● **Goal a**
Answer these from the dent repair piece below:
(i) In what year did the writer want to learn PDR?
(ii) What is the Dominator described as?
(iii) What comparison does the text make between the technician and a machine?

If the body shop wants to put a hood on a car which I think I can fix, do I scream about it? Turn them into the collision repair police for unlawful and reckless use of repair methods?

No,  you have to pick your battles. 

Paintless repair can fix this dent. Its a principle, not a rule of law.

We might not be on the assembly plant line, but we do have to survive. A compromise can be reached which makes everyone a winner. 

Besides, I think I saw some chips in that hood. Fresh paint for the customer is not so bad, right?

Fear of … What if?

In 1992, I wanted to learn PDR. Questions about the longevity of the business were all around. 

“The paint will crack later.”

“All the cars are going to plastic, like the Saturns”

“They are making a machine to do that”

I’m happy to report that Saturn is moving to metal panels, the paint does not crack later, it cracks now if its going to. 

The machines? 

Well, never underestimate the ingenuity of mankind. 

There is the Dominator, a long shafted die grinder with a wheel with bumps on it which mimics pushing with a pry bar and is done with a PDR light. 

(Google search: dominator dent tool for video)

Does it work? In my opinion, yes, sort of. 

It is a lot less forgiving and it murders the backside of the panel. Read: ecoat gone, rust to follow. 

Will it put you out of business? No way. 

There will always be a place for what you do. You are a precision instrument with finesse no machine or operator of a machine can match. Its like comparing a micrometer to a yardstick.

● **Goal b**
Report each line of the listing below that contains the string "debris".

● **Input**
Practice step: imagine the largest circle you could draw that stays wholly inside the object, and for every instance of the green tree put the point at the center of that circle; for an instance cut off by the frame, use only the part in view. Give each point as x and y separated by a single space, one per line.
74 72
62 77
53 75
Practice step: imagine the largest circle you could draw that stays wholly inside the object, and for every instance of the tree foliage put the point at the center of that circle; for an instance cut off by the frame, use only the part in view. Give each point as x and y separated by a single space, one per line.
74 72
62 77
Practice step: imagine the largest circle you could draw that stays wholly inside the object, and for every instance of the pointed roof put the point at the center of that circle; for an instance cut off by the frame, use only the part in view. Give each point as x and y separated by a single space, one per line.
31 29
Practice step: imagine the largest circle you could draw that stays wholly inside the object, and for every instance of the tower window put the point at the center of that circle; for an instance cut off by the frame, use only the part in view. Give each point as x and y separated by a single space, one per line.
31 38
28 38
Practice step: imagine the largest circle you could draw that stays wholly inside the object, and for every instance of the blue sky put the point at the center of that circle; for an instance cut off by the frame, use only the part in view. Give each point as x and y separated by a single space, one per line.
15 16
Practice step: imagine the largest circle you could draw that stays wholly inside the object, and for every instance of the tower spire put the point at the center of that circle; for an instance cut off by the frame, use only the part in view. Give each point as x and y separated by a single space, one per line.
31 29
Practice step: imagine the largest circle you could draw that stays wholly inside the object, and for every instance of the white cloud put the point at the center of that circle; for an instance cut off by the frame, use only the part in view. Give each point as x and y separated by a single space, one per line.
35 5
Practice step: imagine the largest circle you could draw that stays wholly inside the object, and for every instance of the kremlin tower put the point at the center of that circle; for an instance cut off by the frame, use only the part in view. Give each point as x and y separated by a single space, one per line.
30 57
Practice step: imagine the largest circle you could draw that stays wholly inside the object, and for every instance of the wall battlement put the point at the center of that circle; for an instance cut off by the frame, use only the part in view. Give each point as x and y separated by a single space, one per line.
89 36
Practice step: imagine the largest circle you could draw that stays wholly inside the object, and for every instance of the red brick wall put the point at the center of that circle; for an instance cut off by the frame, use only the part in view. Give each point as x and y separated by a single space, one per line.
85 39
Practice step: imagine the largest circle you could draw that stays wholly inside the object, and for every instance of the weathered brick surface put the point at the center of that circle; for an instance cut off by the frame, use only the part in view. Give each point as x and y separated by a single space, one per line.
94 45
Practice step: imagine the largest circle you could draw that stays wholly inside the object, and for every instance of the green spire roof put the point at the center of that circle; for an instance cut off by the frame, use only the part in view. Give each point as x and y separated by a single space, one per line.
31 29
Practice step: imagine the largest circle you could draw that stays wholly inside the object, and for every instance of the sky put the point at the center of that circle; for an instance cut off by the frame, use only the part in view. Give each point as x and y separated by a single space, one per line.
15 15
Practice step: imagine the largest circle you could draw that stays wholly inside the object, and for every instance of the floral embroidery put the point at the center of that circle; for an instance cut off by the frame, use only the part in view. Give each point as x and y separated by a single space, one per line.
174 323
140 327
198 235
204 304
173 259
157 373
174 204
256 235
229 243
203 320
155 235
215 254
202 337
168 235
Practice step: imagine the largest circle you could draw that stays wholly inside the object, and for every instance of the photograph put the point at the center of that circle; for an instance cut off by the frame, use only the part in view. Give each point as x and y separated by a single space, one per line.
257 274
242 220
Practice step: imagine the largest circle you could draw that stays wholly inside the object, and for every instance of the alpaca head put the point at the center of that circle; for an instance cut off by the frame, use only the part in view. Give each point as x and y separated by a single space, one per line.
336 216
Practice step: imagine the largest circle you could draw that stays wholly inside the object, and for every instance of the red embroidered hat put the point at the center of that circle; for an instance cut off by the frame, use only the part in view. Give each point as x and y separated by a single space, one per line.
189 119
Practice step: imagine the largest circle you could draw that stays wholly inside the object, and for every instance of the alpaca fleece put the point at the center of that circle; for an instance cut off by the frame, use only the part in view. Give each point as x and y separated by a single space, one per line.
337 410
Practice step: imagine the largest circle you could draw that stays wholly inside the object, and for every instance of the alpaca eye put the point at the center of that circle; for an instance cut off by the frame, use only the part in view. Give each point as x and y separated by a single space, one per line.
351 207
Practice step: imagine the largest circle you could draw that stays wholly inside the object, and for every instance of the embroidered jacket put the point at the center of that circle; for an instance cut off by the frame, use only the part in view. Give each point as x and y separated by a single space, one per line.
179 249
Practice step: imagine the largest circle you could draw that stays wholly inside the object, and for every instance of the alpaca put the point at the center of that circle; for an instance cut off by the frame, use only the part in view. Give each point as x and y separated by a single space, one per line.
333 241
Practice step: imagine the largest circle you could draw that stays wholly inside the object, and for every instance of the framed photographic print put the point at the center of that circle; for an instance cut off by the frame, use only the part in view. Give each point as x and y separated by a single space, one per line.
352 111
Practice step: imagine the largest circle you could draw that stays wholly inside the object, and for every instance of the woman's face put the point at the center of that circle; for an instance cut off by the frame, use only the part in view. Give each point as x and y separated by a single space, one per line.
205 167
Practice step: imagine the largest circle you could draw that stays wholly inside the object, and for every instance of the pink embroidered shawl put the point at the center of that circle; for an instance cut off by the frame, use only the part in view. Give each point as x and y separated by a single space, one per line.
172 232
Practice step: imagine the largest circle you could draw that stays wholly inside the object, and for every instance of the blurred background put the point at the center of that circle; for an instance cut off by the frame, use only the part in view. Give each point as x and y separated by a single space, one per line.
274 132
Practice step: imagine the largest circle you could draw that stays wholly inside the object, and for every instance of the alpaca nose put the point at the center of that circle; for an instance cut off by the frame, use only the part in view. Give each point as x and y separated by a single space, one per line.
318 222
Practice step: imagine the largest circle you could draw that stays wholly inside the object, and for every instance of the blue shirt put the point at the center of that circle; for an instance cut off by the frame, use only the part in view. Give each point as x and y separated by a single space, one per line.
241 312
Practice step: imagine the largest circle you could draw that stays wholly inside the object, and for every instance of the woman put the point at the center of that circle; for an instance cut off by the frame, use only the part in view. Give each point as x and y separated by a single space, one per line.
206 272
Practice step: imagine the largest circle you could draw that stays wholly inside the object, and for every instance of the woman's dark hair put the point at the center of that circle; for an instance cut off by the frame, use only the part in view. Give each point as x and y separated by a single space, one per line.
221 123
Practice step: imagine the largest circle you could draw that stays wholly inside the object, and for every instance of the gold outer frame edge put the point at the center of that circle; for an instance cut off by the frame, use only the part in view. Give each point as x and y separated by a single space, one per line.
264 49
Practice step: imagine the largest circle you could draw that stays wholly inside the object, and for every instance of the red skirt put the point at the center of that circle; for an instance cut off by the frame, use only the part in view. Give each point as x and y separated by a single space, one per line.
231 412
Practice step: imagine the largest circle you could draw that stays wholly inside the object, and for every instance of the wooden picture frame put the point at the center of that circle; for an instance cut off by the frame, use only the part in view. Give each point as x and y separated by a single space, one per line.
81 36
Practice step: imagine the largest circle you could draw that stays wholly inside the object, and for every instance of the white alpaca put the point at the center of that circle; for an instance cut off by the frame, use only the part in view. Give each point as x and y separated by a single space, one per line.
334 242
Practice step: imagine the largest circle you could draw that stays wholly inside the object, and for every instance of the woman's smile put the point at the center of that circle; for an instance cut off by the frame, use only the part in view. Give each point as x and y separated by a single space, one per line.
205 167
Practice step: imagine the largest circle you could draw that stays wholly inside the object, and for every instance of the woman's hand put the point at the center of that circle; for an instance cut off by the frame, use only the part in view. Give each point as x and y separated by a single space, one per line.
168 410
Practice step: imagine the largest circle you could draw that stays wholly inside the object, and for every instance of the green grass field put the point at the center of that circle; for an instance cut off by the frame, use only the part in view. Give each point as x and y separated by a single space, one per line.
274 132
* * *
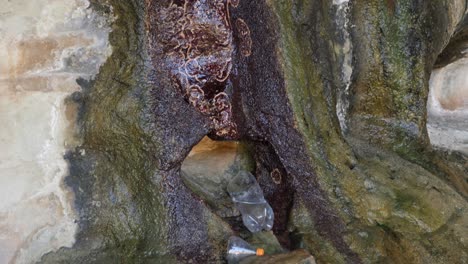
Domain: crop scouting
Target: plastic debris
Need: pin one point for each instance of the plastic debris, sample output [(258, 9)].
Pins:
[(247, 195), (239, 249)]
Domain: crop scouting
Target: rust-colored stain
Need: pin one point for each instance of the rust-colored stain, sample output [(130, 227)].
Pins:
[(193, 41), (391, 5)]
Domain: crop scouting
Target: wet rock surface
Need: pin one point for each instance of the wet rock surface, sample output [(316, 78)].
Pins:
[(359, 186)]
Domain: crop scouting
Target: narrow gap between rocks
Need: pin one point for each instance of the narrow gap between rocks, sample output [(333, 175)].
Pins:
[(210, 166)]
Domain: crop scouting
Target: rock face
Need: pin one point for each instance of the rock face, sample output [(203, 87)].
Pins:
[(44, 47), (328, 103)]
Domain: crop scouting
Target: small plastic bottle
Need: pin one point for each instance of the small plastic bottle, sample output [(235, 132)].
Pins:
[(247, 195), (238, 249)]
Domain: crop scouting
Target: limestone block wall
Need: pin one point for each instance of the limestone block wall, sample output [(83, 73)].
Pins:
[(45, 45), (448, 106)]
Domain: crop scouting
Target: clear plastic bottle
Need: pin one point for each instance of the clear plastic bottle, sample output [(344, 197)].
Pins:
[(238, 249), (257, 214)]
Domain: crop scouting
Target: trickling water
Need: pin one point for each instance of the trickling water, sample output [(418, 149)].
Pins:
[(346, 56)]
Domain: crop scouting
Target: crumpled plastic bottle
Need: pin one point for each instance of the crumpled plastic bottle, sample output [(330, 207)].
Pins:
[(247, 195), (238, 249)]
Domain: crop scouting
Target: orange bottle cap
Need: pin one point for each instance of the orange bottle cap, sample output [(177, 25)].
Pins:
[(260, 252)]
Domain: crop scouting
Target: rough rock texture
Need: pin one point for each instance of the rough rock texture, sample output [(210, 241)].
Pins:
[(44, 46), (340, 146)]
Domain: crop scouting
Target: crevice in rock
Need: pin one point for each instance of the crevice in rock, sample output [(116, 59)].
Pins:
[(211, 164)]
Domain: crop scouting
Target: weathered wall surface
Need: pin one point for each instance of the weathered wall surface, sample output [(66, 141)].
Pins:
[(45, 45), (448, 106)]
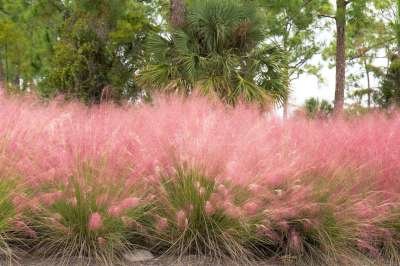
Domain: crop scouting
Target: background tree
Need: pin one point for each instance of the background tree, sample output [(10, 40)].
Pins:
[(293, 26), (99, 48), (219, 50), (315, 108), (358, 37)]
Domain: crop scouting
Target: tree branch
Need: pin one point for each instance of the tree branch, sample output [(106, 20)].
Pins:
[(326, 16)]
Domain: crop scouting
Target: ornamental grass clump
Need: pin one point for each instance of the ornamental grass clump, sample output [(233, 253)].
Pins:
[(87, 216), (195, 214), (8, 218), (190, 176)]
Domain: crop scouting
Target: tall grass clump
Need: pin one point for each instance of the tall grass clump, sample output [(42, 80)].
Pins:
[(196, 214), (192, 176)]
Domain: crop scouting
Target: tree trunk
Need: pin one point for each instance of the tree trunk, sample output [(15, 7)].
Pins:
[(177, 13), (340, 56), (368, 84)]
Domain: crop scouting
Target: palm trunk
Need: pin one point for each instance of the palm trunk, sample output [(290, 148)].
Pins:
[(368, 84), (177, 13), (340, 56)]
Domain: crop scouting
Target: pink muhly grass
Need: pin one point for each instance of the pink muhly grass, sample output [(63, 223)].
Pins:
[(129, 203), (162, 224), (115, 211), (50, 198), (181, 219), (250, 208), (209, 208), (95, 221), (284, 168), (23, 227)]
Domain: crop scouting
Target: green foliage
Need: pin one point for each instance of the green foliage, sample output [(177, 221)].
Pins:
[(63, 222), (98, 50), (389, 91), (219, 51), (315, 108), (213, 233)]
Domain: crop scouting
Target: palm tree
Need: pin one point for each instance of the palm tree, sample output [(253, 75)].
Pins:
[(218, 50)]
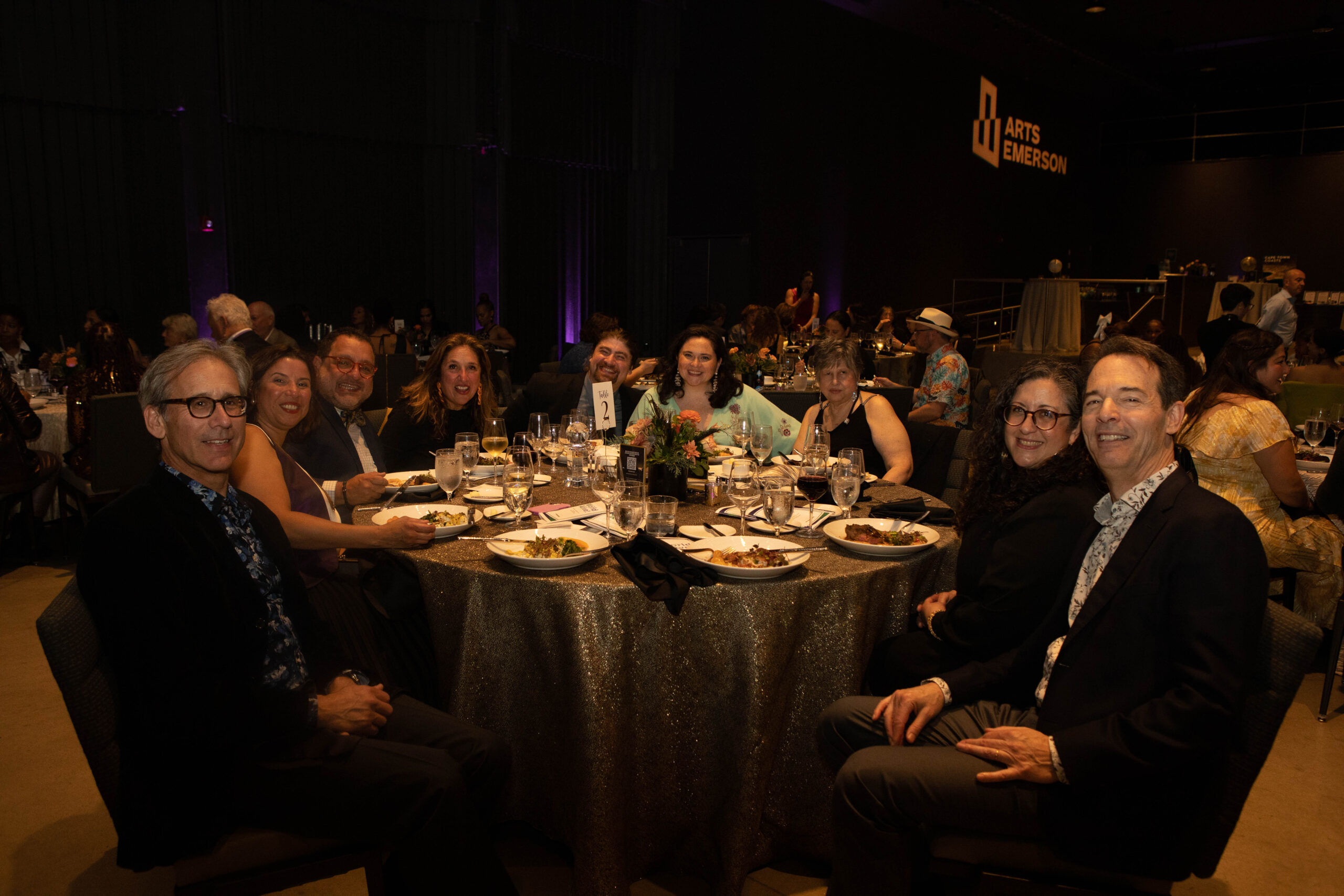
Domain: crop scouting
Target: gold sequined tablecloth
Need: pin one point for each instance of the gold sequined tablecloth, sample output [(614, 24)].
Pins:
==
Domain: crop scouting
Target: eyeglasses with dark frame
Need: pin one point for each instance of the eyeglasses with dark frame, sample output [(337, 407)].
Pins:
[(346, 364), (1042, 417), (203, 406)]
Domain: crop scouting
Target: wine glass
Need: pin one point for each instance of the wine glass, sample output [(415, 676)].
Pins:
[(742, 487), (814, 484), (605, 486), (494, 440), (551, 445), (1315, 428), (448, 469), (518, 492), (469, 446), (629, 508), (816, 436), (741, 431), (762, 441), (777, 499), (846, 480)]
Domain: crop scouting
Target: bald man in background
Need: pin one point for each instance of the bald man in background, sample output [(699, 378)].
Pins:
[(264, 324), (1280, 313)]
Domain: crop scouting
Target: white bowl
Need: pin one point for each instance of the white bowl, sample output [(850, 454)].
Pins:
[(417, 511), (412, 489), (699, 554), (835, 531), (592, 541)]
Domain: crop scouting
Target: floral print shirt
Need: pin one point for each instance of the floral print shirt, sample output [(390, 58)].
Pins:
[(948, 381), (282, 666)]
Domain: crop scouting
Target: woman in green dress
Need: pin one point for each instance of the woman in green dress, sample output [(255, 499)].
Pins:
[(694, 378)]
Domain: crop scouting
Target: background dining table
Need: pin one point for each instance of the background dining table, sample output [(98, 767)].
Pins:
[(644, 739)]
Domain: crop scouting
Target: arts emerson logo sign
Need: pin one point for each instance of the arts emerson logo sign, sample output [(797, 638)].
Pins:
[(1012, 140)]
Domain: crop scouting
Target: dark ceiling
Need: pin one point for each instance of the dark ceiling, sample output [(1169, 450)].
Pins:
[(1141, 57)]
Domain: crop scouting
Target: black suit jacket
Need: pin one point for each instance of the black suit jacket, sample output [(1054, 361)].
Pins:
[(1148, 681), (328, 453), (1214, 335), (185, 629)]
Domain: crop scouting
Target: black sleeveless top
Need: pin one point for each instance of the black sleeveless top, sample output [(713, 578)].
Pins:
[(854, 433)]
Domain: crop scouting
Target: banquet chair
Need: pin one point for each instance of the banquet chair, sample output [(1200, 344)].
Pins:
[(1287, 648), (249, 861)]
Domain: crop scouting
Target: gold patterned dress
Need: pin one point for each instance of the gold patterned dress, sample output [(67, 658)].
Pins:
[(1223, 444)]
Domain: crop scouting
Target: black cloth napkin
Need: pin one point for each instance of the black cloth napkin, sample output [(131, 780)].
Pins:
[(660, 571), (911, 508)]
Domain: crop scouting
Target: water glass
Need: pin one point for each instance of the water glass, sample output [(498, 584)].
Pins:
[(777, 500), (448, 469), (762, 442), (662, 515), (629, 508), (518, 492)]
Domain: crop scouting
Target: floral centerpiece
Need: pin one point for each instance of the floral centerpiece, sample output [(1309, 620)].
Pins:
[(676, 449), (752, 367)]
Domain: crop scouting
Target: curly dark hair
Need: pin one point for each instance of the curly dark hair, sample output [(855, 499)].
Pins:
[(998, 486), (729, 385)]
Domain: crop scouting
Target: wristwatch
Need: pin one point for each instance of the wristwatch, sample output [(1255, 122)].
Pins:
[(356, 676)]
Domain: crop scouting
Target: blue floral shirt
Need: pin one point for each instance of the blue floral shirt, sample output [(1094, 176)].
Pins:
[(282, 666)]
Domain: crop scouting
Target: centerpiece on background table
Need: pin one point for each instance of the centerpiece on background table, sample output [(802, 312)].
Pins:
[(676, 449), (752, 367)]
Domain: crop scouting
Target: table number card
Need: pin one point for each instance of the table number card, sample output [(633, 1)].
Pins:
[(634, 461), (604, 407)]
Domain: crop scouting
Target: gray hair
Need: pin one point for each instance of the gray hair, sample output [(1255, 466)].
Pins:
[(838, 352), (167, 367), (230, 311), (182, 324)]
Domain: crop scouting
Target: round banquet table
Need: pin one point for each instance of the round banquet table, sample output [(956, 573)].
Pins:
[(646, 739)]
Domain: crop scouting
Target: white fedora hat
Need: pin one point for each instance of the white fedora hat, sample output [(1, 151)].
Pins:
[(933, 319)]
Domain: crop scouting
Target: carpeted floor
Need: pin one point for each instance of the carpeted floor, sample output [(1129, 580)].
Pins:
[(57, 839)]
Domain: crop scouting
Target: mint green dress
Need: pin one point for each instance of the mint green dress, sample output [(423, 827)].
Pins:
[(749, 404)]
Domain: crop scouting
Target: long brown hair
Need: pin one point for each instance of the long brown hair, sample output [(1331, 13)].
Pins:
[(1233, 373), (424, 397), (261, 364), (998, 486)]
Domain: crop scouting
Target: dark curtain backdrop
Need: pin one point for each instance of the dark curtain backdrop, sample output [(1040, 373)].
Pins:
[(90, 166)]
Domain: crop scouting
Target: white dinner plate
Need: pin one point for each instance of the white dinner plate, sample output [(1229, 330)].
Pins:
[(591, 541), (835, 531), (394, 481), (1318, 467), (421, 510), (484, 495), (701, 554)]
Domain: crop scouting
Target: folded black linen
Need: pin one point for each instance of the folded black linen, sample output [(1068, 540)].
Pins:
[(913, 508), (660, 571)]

● **Expected output a**
(i) 1992.
(ii) A long shafted die grinder with a wheel with bumps on it, which mimics pushing with a pry bar and is used with a PDR light.
(iii) It compares them to a micrometer and a yardstick.

● **Expected output b**
Target: plastic debris
Need: pin one point for each instance of the plastic debris, sample output [(258, 9)].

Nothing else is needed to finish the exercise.